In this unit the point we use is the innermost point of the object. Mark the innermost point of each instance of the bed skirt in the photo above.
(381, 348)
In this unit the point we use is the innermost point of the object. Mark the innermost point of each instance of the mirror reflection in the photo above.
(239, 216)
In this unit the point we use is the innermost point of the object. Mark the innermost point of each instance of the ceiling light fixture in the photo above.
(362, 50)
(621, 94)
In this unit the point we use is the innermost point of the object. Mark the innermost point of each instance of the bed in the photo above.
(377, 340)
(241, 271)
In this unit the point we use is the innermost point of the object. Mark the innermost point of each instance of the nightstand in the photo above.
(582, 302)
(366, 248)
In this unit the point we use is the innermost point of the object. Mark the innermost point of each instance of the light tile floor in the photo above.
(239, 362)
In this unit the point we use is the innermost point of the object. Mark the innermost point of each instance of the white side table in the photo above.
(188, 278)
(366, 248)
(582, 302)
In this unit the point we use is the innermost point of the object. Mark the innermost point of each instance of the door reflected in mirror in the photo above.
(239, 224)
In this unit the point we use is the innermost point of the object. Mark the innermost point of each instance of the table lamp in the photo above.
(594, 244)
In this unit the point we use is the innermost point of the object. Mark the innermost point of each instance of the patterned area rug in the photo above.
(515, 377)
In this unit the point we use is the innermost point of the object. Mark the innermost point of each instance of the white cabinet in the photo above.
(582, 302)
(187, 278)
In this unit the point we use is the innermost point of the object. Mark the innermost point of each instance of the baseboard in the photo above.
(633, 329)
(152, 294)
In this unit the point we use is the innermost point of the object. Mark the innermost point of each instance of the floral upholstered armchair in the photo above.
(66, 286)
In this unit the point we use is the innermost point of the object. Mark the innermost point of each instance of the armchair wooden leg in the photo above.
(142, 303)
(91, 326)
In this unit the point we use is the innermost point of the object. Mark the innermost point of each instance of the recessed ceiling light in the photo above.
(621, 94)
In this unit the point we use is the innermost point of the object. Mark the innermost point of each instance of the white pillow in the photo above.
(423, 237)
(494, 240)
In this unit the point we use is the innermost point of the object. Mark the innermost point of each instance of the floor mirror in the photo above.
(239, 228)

------------------------------------------------------------------------

ACTION ITEM: In full and without alteration, write out each record.

SOLUTION FOR THIS PROBLEM:
In this unit the point we use is the innermost point of the object. Mark the innermost point of each instance of the bed skirt in the photo above.
(381, 348)
In this unit the point we use is the innermost point of the object. Mark the innermost point of each instance of the mirror reflection in the photo above.
(239, 216)
In this unit the point we use is the innermost point of the object. Mark the innermost point of each instance of the ceiling light fixture in the photo above.
(362, 50)
(621, 94)
In this unit the point we use is the innermost point of the object. Mark the innermost point of each instance of the bed in the photo above.
(377, 340)
(241, 271)
In this unit the point we use is the innermost point of the object. Mark the innermost point of each instance of the nightstand in the photo above.
(582, 302)
(366, 248)
In this unit the point we use is the innermost point of the object. Mark the innermost point of each instance of the light tile floor in the photo above.
(239, 362)
In this unit the point we use is the innermost point of the object. Mark the innermost point of each instance of the white side table in the photo above.
(188, 278)
(366, 248)
(582, 302)
In this unit the point we use is the innermost point of the object. Mark the innermost point of each instance of the door reflected in mirror in the photo above.
(239, 224)
In this unit the point we use is the innermost point of the object. Mark the innermost point of each instance of the table lamp in the photo above.
(594, 244)
In this unit the point we use is the innermost point of the object. Mark the innermost point of each instance of the patterned area rug in the photo above.
(515, 377)
In this unit the point we use is the innermost point of the object. Mark the innermost point of each instance of the white cabinet in the photo above.
(582, 302)
(187, 278)
In this unit the point we use is the innermost point of the object. Mark the innermost point of each instance of the baseboard in the photo above.
(633, 329)
(152, 294)
In this unit the point we use is the innermost point of the object. Mark the innermost point of each instance of the floral upholstered armchair in the photo above.
(66, 286)
In this unit the point we use is the innermost point of the object. Mark the innermost point of each instance of the armchair wooden leg in the photo above.
(142, 303)
(91, 326)
In this unit the point we use is the innermost point of the object. Mark the innermost point of each instance of the recessed ceiling light in the photo above.
(621, 94)
In this unit the point we use is the innermost point of the object. Mark the innermost point of each instance of the white pillow in the photo above.
(423, 237)
(494, 240)
In this unit the point we use is the innermost point of the object. Mark the innermost point of each instance of the floor mirror in the photo above.
(239, 228)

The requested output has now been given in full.